Action item A
In the hospice study summary, what kind of data did the researchers use to examine visits in the final two days of life?
Action item B
Write the next part of the hospice study summary, picking up after its last sentence.
Text segment below:
1. According to a retrospective review of hospice patients, certain patient demographics, including black race, failure to thrive diagnosis, nursing home residency, and Sunday deaths, were associated with fewer visits by professional hospice workers in the last two days before death.
2. While difficult to assign causality with this type of study, this study does offer areas in which hospice care could be improved.
Evidence Rating Level: 2 (Good)
Study Rundown: Hospice care aims to ensure patient quality of life and symptom control at the end of life. Additionally, hospice care provides emotional support to family members and patients. Family members have highlighted that in the days immediately before death, it is particularly important to have professional support medical and psychological symptom management. The Medicare hospice benefit program aims to provide these services, however it does not have any mandated minimum number of required visits, so it is unclear whether the needs are met. This study use retrospective Medicare administrative data to examine the visits by hospice professional staff to the dying patient and family in the final two days of the patient’s life.
The frequency of hospice care visits in the last two days of life varied according to race, type of hospice facility, and day of the week the patient died. In particular, black race, failure to thrive diagnosis, nursing home residency, and Sunday deaths, were associated with fewer visits by professional hospice workers in the last two days before death. Strengths of this study included a large, nation-wide cohort, which increased generalizability. Limitations of this study included lack of information on the dying patient’s severity of symptoms and the wishes of the family, which may preclude visits. However, the difference seen on visit frequencies associated with day of death suggests that this may not explain these differences seen across race or hospice facility.
End of Text segment.
Information provided below:
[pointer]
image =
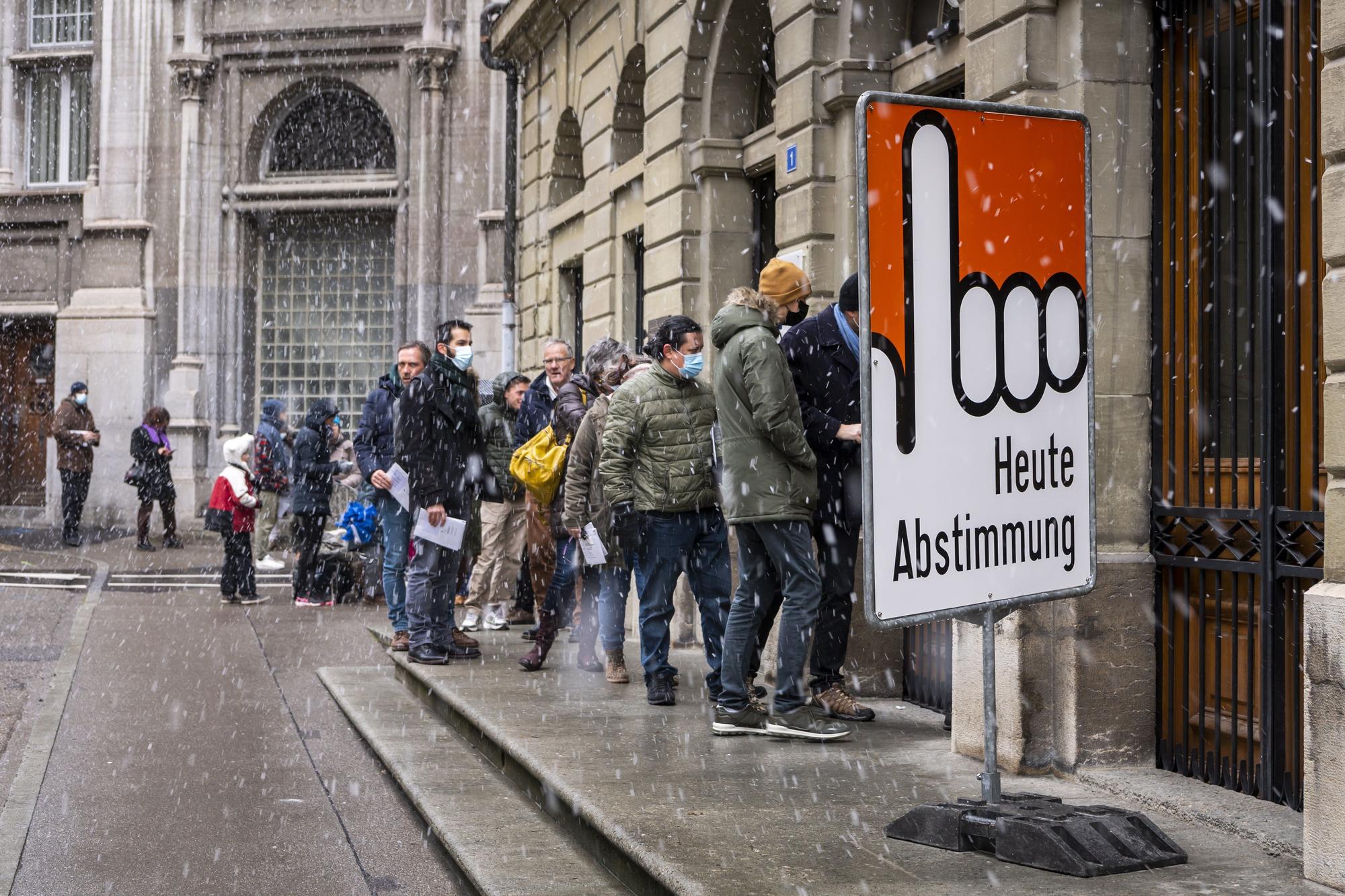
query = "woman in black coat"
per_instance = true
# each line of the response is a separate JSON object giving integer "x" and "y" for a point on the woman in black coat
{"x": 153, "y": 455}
End of Information provided.
Information provided below:
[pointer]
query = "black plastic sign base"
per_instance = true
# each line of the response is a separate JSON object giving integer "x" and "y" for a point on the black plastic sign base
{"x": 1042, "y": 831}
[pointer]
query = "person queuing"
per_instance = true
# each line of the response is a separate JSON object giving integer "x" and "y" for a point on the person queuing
End of Information provided.
Written reply A
Retrospective Medicare administrative data.

Written reply B
Click to read the study, published today in JAMA Internal Medicine
Relevant Reading: Disparity in hospice utilization by African American patients with cancer
In-Depth [retrospective cohort]: This retrospective cohort study was conducted using Medicare hospice beneficiary administrative data from October 2013 to September 2014, and included all patients who died in that time period who were receiving routine home hospice care. The data was analyzed for the variation in visits received by patients and health care professional, and patient characteristics. Descriptive statistics gathered information on sex, ethnicity, primary diagnosis, residential setting at death, etc. A multivariable logistic model was used to examine descriptors associated with lack of visits by professional staff.
Over 661,000 patients were included in the study and overall 81,478 (12.3%) did not receive professional staff visits in the last two days of life. This varied by state, and ranged from a low of 3.8% in Wisconsin to a high of 19.7% in Alaska. Patient characteristics associated with decreased likelihood of visits were race and diagnosis. Black patients were 1.3 times less likely to have any visits than white patients (95% CI 1.24-1.37). Also, patients with a primary diagnosis of failure to thrive were 1.23 times less likely to have visits two days prior to death (95% CI 1.05-1.45). Hospice program characteristics that were associated with fewer visits included nursing home residency, where patients were 1.74 times less likely to have a visit (95% CI 1.62-1.88). Lastly, patients who died on Sundays were 3.35 times less likely to have visits from professional workers in the two days prior (95% CI 3.17-3.55).